PROBLEM DETAILS – The entries are to be duplicated exactly, though any picture in them must be omitted.

DATASET EXTRACT –
Start of Block
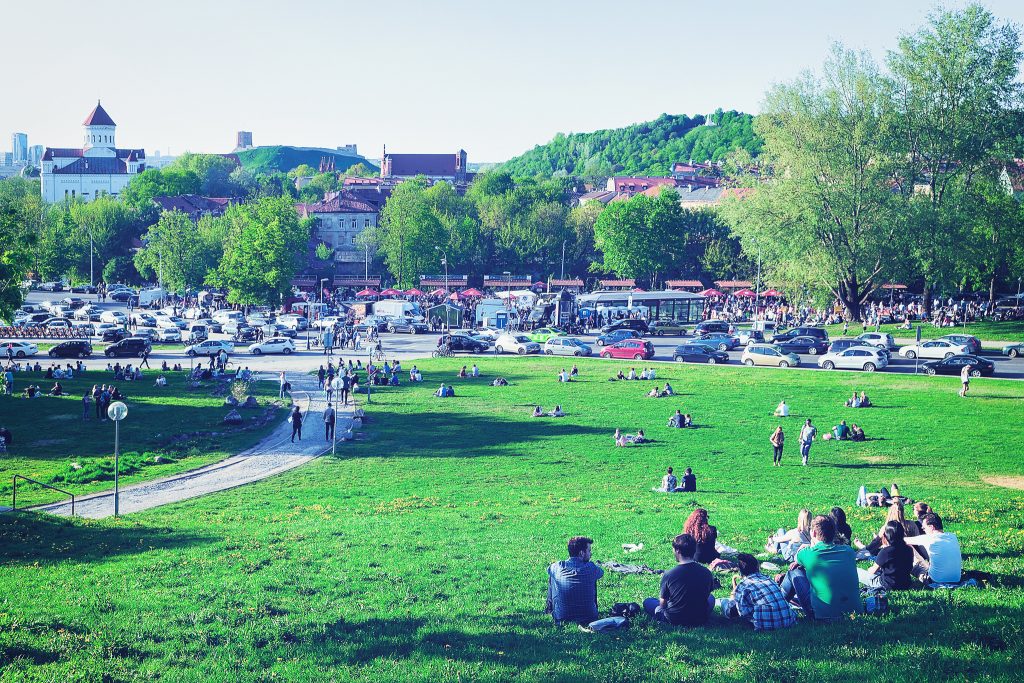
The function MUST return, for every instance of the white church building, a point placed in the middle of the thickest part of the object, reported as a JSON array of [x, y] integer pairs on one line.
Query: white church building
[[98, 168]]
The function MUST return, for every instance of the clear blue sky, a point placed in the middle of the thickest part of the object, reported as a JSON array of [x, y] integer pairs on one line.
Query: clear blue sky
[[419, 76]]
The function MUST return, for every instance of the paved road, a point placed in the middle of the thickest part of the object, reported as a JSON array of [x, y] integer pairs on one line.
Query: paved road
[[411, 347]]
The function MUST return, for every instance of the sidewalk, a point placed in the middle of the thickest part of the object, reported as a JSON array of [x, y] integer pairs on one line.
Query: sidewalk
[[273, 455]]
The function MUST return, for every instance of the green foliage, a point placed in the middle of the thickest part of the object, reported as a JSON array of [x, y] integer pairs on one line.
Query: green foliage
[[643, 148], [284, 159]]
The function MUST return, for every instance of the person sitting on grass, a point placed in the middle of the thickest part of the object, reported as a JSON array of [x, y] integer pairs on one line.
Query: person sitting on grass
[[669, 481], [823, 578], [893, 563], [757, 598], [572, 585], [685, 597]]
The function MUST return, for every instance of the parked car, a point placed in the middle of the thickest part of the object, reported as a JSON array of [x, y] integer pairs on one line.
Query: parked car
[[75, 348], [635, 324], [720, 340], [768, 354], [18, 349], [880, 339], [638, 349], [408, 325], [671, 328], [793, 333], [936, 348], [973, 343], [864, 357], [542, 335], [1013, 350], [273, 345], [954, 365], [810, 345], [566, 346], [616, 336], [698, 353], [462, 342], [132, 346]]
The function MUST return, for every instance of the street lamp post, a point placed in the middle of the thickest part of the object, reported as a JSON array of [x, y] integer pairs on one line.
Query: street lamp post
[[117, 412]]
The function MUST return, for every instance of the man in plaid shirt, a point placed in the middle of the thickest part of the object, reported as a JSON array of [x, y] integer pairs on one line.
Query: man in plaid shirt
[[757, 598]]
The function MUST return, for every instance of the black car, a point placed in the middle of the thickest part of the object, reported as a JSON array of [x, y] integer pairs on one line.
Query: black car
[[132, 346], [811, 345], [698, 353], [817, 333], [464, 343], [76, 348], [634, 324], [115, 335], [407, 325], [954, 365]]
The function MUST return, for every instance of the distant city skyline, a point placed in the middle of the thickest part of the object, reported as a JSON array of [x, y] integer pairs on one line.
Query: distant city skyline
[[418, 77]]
End of Block
RESULT OF THE EXERCISE –
The function MUST return, for every instance of the white church building, a point placed in the middle of the thickest part of the object, reported as a JSON array of [x, y] integer pairs on one line.
Query: white church building
[[98, 168]]
The function MUST return, for every instance of the clear blue sky, a point placed in the middle of the thickest part of the object, reported as a JSON array of [x, y] integer pairs on one line.
Query: clear blue sky
[[419, 76]]
The function MUST return, for every instance of the paved road, a point placed in the middle of the thickest part of the object, reported as a JSON array of [x, y] integer pairs on one line.
Query: paved road
[[411, 347]]
The function MUST return, for every instance of the sidewalk, a point placed in the middle of the thickest part of the object, reported as a JSON array of [x, y] integer pairs on one line.
Query: sidewalk
[[273, 455]]
The function MUST return, for every instance of the green foliage, a point placed in the middle of the thickest part of the object, reported as a JSON array of [x, y] integer pairs on one line.
Query: green foliage
[[643, 148], [284, 159]]
The function MUST return, for every instance of the person sitting on grass, a point placed in the middle of the thickest part of the object, reported as a JSON array of [x, y] integer pairs on one line.
Query: person sitting on grass
[[669, 481], [823, 578], [893, 563], [757, 598], [572, 585], [685, 597]]
The function MUST return, for every instance of the parked car, a point placed in the middle of the thickest part of the object, reported as a JSON array of [x, y] integer pairs on one line.
Query: parked car
[[75, 348], [635, 324], [720, 340], [768, 354], [18, 349], [880, 339], [638, 349], [408, 325], [671, 328], [793, 333], [936, 348], [973, 343], [864, 357], [542, 335], [1013, 350], [273, 345], [954, 365], [810, 345], [566, 346], [616, 336], [698, 353], [462, 342], [132, 346]]
The function MUST return, for every instance of the street lamp post, a point placed in the middle of the thickest part of the object, reported as a JSON array of [x, y] integer pairs on one line.
Query: street lamp post
[[117, 412]]
The function MUST return, for every instance of the man in plaid shirt, a point placed in the middle of the thickest part of the object, reported as a JSON array of [x, y] integer pairs on one line.
Query: man in plaid shirt
[[757, 598]]
The function MUST return, for every instance of the black car, a point placed in the middle of the thickest part of the object, reported as a JSON array of [x, y] integer pairs on one line.
Query: black car
[[132, 346], [811, 345], [698, 353], [817, 333], [464, 343], [76, 348], [634, 324], [115, 335], [407, 325], [954, 365]]
The function MUST return, for every instance of the distant city skyline, a point placed in the middle of the thickest part of the object, reported as a JSON array of [x, y] integer pairs on one line.
Query: distant city skyline
[[418, 77]]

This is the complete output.